#### DATASET ENTRIES

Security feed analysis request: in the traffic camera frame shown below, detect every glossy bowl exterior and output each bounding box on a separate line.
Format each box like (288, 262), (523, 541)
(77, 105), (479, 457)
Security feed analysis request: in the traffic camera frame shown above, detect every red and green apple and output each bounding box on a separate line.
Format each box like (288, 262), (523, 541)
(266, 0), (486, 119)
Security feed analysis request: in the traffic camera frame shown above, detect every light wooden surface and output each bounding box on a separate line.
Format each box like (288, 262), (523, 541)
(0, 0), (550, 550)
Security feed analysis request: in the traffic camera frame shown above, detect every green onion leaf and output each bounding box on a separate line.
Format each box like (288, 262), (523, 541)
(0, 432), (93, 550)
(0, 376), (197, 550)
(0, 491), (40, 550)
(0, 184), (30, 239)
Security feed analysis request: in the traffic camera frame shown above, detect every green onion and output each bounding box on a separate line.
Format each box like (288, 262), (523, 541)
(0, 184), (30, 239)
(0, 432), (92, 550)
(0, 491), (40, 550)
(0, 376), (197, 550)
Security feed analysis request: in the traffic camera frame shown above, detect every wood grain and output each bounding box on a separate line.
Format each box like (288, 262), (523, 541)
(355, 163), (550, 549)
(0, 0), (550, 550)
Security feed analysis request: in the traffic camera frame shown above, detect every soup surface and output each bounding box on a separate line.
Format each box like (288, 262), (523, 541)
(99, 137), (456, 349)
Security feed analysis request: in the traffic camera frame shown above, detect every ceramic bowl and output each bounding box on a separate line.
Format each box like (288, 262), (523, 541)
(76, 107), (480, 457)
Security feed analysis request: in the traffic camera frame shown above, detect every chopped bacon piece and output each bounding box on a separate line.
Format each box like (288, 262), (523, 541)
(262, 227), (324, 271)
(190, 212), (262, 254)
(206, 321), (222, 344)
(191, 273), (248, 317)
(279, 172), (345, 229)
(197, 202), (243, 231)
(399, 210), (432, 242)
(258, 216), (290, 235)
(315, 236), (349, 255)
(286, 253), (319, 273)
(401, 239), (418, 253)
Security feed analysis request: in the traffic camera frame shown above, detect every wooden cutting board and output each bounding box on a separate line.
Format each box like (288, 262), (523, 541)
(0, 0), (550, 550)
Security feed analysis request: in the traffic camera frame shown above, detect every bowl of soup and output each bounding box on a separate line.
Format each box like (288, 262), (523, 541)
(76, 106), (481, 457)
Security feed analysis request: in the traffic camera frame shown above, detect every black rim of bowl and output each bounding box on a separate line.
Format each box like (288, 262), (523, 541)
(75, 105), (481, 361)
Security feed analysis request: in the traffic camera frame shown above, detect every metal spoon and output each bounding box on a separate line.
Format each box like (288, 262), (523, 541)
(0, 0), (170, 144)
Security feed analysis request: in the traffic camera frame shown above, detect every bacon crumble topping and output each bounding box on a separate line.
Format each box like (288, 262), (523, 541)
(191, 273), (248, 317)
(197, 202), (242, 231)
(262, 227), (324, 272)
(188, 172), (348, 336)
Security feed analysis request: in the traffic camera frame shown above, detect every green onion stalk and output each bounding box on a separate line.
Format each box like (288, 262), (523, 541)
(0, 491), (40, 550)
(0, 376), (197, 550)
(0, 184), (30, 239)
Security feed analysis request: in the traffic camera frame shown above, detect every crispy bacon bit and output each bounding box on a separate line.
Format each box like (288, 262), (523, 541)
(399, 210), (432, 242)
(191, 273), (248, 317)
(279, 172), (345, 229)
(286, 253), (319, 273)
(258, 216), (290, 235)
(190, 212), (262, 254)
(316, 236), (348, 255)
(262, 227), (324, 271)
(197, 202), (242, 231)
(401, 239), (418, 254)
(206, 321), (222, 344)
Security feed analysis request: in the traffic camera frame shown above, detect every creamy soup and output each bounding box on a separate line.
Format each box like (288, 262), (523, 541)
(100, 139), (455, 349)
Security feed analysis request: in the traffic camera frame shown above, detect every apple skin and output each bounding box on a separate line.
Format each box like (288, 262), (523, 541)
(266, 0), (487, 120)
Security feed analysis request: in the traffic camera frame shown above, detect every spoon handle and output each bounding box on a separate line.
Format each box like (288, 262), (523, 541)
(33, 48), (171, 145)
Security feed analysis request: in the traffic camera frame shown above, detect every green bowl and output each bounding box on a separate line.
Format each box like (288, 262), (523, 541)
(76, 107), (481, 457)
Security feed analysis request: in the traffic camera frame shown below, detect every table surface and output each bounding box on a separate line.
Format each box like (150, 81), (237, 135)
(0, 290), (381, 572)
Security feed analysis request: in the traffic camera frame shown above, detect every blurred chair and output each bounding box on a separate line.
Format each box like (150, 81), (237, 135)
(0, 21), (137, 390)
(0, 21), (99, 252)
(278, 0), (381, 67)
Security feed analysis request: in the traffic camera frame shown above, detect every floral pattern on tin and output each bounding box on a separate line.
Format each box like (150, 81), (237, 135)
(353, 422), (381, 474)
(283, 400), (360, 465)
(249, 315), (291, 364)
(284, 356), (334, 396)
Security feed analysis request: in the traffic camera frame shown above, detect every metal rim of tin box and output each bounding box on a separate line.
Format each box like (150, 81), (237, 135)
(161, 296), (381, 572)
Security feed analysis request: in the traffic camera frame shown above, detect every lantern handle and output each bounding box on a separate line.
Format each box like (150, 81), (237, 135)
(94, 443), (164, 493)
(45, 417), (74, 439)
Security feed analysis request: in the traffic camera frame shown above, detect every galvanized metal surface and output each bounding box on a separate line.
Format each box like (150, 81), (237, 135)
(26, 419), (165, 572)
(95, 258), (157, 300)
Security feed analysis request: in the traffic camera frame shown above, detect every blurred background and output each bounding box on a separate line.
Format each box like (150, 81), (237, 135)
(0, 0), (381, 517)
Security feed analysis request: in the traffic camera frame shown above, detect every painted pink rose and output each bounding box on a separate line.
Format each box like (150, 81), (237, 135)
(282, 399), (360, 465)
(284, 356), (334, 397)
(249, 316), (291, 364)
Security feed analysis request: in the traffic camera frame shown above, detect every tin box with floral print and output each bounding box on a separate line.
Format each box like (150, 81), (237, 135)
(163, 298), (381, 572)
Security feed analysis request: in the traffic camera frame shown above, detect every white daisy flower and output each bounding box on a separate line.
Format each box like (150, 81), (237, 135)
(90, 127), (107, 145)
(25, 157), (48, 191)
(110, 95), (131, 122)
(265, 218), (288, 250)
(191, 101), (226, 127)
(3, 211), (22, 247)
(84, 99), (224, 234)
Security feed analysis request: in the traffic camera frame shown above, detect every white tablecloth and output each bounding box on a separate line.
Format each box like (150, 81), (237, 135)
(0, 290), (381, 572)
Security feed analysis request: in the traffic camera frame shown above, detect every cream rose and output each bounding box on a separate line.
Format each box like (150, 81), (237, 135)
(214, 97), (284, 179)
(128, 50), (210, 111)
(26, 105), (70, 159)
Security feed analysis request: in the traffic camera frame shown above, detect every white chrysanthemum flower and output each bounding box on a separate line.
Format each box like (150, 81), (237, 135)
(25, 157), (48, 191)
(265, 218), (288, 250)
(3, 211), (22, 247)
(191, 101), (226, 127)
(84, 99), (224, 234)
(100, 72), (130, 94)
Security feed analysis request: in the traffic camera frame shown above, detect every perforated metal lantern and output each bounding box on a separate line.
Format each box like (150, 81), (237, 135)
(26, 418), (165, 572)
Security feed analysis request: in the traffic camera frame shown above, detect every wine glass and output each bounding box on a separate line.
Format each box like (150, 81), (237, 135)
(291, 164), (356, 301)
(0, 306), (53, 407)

########

> GIVEN EXERCISE
Return precisely the lines of the records, starting with the line that holds "detect every perforated" and ending with the last one.

> RESPONSE
Security feed analysis request: in the traffic camera frame shown above, detect every perforated metal lantern and output each bounding box on a separate line.
Format each box like (150, 81), (237, 135)
(26, 418), (165, 572)
Security feed analysis request: in the traffic camera frame shown above, detect every wine glass and output each bounding box on a separate line.
Format each box like (150, 81), (237, 135)
(291, 164), (356, 301)
(0, 306), (53, 407)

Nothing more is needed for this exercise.